### TEXT FOR ANALYSIS:
****************
About

My practice explores how our senses connect us to our surroundings, engaging with the immediacy of present time experience and the impermanence of existence. Working with tactile materials and embodied entanglements with place, my sculptural installations grow from a process of quiet observation to reflect on instability and fragility. By developing attentive focus and working with found, natural or everyday materials, I link sensate experiences of materiality and haptic thinking to evoke direct empathetic and palpable experiences of time, fluctuation and change.

Kath Fries' site-sensitive process often involves creating works in response to encounters with particular flora and fauna, like Apis melifera (western honeybee), Pleurotus ostreatus (oyster mushrooms), Ficus hillii (weeping fig tree) and Silybum marianum (Scottish milk thistle). Fries’ projects are usually embedded in a specific location such as the snow-blanketed countryside and forest in Hahmajärventie Finland; hanging swamps in the sandstone escarpments of Wollemi National Park; heritage conveyance buildings in Fremantle WA; attic ceiling-beams in a semi-demolished old Glebe terrace; the heritage listed wattle and daub Murray's cottage in Hill End; Walter Burley Griffin's Incinerator building in Willoughby; turn of the century industrial structures in Cremorne; old sections of the Rookwood Cemetery; abandoned areas in Gosford CBD; high tide line on the Strand beach in Townsville QLD; historical jail cells in The Lock-Up Museum Newcastle; vineyards in the Hunter Valley; the dry lakebed of Lake George NSW; and the hand-built mud-brick 1970’s buildings at Laughing Waters VIC. As such, Fries’ consideration of the nuances within ecologies of place magnifies the viewer’s experience of her work.
****************
### INFORMATION PROVIDED:
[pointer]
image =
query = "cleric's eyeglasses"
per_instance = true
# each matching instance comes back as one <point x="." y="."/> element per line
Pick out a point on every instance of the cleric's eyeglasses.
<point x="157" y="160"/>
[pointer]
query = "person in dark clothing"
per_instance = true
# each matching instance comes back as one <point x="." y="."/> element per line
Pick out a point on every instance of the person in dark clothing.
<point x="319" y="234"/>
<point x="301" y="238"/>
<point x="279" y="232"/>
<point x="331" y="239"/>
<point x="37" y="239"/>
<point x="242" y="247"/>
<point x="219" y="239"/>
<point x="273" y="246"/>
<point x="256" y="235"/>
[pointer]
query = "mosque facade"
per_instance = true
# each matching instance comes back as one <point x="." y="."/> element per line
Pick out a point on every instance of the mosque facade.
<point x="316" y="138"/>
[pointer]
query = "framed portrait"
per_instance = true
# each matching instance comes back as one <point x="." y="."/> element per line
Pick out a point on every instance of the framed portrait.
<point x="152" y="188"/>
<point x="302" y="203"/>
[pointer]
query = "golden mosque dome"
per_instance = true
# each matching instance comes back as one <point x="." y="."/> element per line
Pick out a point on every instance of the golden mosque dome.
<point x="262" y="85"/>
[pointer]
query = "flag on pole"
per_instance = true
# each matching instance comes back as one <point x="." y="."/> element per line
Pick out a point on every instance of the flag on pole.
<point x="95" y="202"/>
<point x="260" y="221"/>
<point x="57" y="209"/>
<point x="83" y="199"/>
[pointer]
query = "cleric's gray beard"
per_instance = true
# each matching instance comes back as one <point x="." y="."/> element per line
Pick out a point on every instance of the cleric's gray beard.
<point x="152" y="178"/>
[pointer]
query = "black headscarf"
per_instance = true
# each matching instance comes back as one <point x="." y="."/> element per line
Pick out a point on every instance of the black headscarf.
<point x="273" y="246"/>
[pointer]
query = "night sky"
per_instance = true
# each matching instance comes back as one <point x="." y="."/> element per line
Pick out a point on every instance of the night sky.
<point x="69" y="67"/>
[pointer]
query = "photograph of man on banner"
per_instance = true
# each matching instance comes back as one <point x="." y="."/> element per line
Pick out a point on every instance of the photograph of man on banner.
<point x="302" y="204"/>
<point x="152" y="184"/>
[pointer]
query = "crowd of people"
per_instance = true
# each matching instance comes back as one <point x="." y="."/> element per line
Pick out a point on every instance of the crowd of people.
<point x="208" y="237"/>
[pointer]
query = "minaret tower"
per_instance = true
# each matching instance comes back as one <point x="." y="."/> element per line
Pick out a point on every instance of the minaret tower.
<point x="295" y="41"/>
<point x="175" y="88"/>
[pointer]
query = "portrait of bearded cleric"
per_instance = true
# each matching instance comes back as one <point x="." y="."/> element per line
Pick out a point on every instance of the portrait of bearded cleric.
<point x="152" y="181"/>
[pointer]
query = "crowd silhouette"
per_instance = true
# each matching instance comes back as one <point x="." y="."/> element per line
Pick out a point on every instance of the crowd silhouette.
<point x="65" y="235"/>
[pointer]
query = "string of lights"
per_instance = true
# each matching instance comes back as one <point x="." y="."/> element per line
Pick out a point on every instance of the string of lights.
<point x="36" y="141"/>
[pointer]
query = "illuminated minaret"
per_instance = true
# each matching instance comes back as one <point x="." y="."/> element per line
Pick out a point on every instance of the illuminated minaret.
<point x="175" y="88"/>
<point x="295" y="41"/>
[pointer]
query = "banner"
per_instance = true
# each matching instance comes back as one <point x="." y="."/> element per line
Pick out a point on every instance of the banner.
****************
### EXERCISE:
From the About text, list each species named by its scientific name, with the common name the text gives for it.

### YOUR RESPONSE:
Apis melifera (western honeybee)
Pleurotus ostreatus (oyster mushrooms)
Ficus hillii (weeping fig tree)
Silybum marianum (Scottish milk thistle)